What you have to do:
Since pictures are not wanted in the copy, output only the rest of each record exactly.

==== Data extract

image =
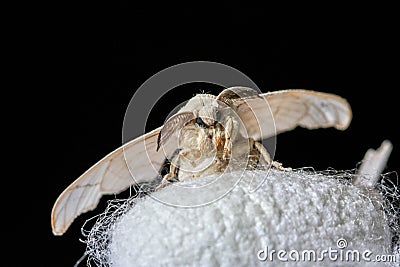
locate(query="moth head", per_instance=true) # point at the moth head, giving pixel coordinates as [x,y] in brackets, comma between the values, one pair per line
[207,116]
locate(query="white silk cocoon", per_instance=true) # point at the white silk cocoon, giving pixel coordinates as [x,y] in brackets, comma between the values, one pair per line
[290,211]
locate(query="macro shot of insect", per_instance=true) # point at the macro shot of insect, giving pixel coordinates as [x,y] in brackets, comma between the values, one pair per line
[210,134]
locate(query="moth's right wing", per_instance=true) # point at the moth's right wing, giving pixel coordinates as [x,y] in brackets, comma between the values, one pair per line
[137,161]
[272,113]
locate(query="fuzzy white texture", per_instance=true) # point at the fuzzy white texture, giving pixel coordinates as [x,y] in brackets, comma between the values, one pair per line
[290,211]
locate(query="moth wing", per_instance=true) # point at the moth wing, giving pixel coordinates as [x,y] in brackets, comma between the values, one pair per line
[111,175]
[276,112]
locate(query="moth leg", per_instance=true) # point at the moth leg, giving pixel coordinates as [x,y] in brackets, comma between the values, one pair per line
[265,158]
[172,176]
[228,135]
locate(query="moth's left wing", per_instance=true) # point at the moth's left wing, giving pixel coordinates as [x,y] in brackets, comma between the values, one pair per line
[276,112]
[110,175]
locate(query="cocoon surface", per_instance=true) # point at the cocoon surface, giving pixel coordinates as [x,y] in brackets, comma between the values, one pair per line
[293,212]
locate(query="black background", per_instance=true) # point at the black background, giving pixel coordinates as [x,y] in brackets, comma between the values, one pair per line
[96,60]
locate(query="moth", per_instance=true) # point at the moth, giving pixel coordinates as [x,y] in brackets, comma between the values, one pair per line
[210,134]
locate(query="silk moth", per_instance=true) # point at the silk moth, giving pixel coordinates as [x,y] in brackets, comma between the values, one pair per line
[207,135]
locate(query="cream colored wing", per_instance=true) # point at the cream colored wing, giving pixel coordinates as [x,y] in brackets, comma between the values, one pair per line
[291,108]
[110,175]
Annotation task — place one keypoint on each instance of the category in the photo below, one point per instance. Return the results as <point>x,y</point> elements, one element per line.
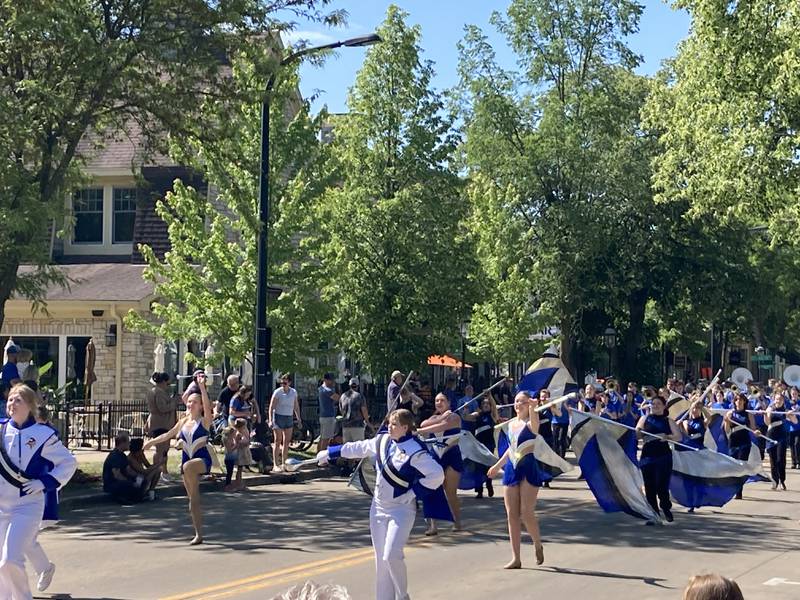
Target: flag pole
<point>647,433</point>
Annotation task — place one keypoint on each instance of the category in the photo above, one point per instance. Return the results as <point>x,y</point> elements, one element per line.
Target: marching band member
<point>739,437</point>
<point>776,419</point>
<point>193,431</point>
<point>405,470</point>
<point>522,478</point>
<point>445,422</point>
<point>656,457</point>
<point>32,462</point>
<point>485,419</point>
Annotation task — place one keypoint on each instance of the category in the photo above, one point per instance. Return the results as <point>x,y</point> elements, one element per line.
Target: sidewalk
<point>92,493</point>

========

Response for this exercise:
image =
locate(query="moth head", per_instance=true) # point at the moth head, giving pixel coordinates as [x,y] in brackets, comma between the values, one pair per line
[207,116]
locate(query="white silk cocoon", per_instance=true) # point at the white silk cocoon, giving pixel coordinates as [x,y] in brackets, comma between the values, one pair per line
[290,211]
locate(query="macro shot of insect", per_instance=true) # point at the macro shot of insect, giving pixel coordinates as [x,y] in brackets, comma between the values, one pair per line
[210,134]
locate(query="moth's right wing", per_instance=true) # point at the moth's right wing, giving pixel coordinates as [x,y] in brackets, comma between the values, one pair per line
[137,161]
[272,113]
locate(query="fuzzy white texture", per_instance=true) # point at the fuzzy white texture, giving pixel coordinates as [x,y] in brackets, comma between the values, one pair per line
[290,211]
locate(query="moth wing", per_instance=true) # point at the moth wing, giving pixel coordinates as [x,y] in brackets, comma between the values, one pair per line
[111,175]
[276,112]
locate(query="moth leg", per_instance=true) # point at the moth leg, giving pixel coordinates as [x,y] in brackets, comma between the values, one pair per line
[265,158]
[172,176]
[228,135]
locate(query="moth's left wing", per_instance=true) # point at the moth's left wing, giving pixel coordinates as [x,y] in brackets, comma between the values, one pair per line
[276,112]
[110,175]
locate(query="cocoon surface", per_instance=true) # point at the cocoon surface, giving pixel coordinates as [x,y] in brackets, comma between the values, one pair per line
[293,212]
locate(query="black background", per_instance=true) # point at the black background, giving pixel coordinates as [x,y] in brackets, comma between the values, one pair per line
[96,60]
locate(query="moth", per_instance=true) # point at the moth, giving pixel coordinates as [x,y] in brackets, comma between the values, one pair per line
[210,134]
locate(query="silk moth", per_instance=true) # point at the silk moth, giving pixel coordinates as [x,y] in brackets, comma between the values, one pair per line
[207,135]
locate(query="cream colored wing", per_instance=true) # point at the cream colored wing, giving pixel coordinates as [x,y] in brackets, comma between the values, one pair per line
[291,108]
[110,175]
Annotation task — place one keypoint on each instance of the category in the photo below, one point per instance. Return the results as <point>x,y</point> elements, one element per line.
Target: flag pole
<point>647,433</point>
Annotation task — place one keypoint on each instance of the category in the photo above, one point per instance. Return the results as <point>x,y</point> elements, one element per line.
Target: marching band member
<point>739,437</point>
<point>776,419</point>
<point>193,431</point>
<point>405,470</point>
<point>522,478</point>
<point>445,422</point>
<point>656,457</point>
<point>32,462</point>
<point>485,419</point>
Annotation task — place one keypoint on each instance of the category in the photo above, one point per instance. Return the results as <point>x,y</point> elements, one element per line.
Target: sidewalk
<point>92,493</point>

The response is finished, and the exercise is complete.